ACTIONS TO TAKE →
(a) Answer these about the LiteJoin configuration reference, one line each:
(i) What file name does the LiteJoin YAML configuration typically use?
(ii) Which top-level field holds the data retention policy?
(iii) What is the type of the Kafka source field config.group_id?
(b) Please continue the LiteJoin configuration reference after its last line.

---------- EXCERPT PROVIDED

Configuration Reference
LiteJoin is configured via a YAML file, typically named litejoin.yaml. This page documents every configuration field.
Top-Level Structure
sources: [] # Data ingestion sources
sinks: [] # Output destinations
storage: {} # SQLite storage settings
joins: [] # Real-time join queries
windows: [] # Time-based aggregations
retention: {} # Data retention policy
writer: {} # Write batching settings
joiner: {} # Join engine settings
windower: {} # Window engine settings
delivery: {} # Delivery guarantee settings
Sources
sources:
- type: api | http | kafka
name: "unique-name"
topic: "topic-name" # For api sources
topics: ["topic1"] # For http/kafka sources
config: {} # Source-specific config
api: {} # API source config (type: api only)
HTTP Source Config
| Field | Type | Default | Description |
|---|
config.addr | string | required | Listen address (e.g., :8080). |
Kafka Source Config
| Field | Type | Default | Description |
|---|
config.brokers | string | required | Comma-separated broker addresses. |
config.group_id | string | required | Consumer group ID. |
API Source Config
See API Source for the complete api: block reference.

--------------------
---------- DATA RECORDS

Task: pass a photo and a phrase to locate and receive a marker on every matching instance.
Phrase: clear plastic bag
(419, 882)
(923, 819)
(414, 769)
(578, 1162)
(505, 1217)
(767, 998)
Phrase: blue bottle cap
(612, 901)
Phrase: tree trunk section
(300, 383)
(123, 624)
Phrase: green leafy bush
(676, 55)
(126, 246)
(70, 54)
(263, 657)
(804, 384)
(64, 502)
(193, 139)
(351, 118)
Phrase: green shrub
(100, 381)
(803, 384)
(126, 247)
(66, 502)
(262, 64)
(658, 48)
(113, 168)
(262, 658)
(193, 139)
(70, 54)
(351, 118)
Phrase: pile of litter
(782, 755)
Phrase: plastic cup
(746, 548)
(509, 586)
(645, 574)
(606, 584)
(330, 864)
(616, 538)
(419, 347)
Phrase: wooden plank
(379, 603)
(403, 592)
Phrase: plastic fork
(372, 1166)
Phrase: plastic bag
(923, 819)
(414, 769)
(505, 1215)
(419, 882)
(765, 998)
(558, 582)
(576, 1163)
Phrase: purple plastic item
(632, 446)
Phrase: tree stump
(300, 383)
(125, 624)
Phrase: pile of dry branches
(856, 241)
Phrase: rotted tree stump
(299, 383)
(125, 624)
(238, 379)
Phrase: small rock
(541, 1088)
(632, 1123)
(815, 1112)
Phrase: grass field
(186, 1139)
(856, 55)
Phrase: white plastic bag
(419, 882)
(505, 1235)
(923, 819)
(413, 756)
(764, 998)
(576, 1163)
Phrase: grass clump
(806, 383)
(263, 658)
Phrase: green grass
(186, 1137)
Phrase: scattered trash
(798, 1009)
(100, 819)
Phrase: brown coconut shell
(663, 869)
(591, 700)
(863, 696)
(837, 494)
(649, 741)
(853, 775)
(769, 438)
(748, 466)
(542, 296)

--------------------

RESULTS BY TASK →
(a)
(i) litejoin.yaml
(ii) retention
(iii) string

(b)
Sinks
sinks:
- type: http | kafka | sse | sqlite
name: "unique-name"
config: {}
HTTP Sink
| Field | Type | Default | Description |
|---|
config.url | string | required | Webhook URL. |
config.timeout | string | 30s | Request timeout. |
Kafka Sink
| Field | Type | Default | Description |
|---|
config.brokers | string | required | Broker addresses. |
config.topic | string | required | Target topic. |
SSE Sink
| Field | Type | Default | Description |
|---|
config.addr | string | required | Listen address. |
SQLite Sink
| Field | Type | Default | Description |
|---|
config.path | string | required | Database file path. |
Storage
storage:
shard_count: 8
data_dir: "./data"
reader_pool_size: 4
archive:
enabled: false
compaction_interval: 1m
target_file_size: 128MB
compression: snappy
duckdb_memory_limit: 256MB
duckdb_threads: 0
local_retention: 168h
cloud:
enabled: false
provider: s3
bucket: ""
prefix: ""
region: ""
upload_concurrency: 4
upload_timeout: 5m
| Field | Type | Default | Description |
|---|
shard_count | int | 8 | Number of SQLite shards. |
data_dir | string | ./data | Data directory. |
reader_pool_size | int | 4 | Reader connections per shard. |
See Storage for archive configuration.
Joins
joins:
- name: "join-name"
query: |
SELECT ...
sink: "sink-name"
key_column: "column" # Optional
result_key: "alias" # Optional
| Field | Type | Required | Description |
|---|
name | string | yes | Unique join name. |
query | string | yes | SQL query. |
sink | string | yes | Target sink name. |
key_column | string | no | Column for result grouping key. |
result_key | string | no | Alias for result key in output. |
See Joins for examples.
Windows
windows:
- name: "window-name"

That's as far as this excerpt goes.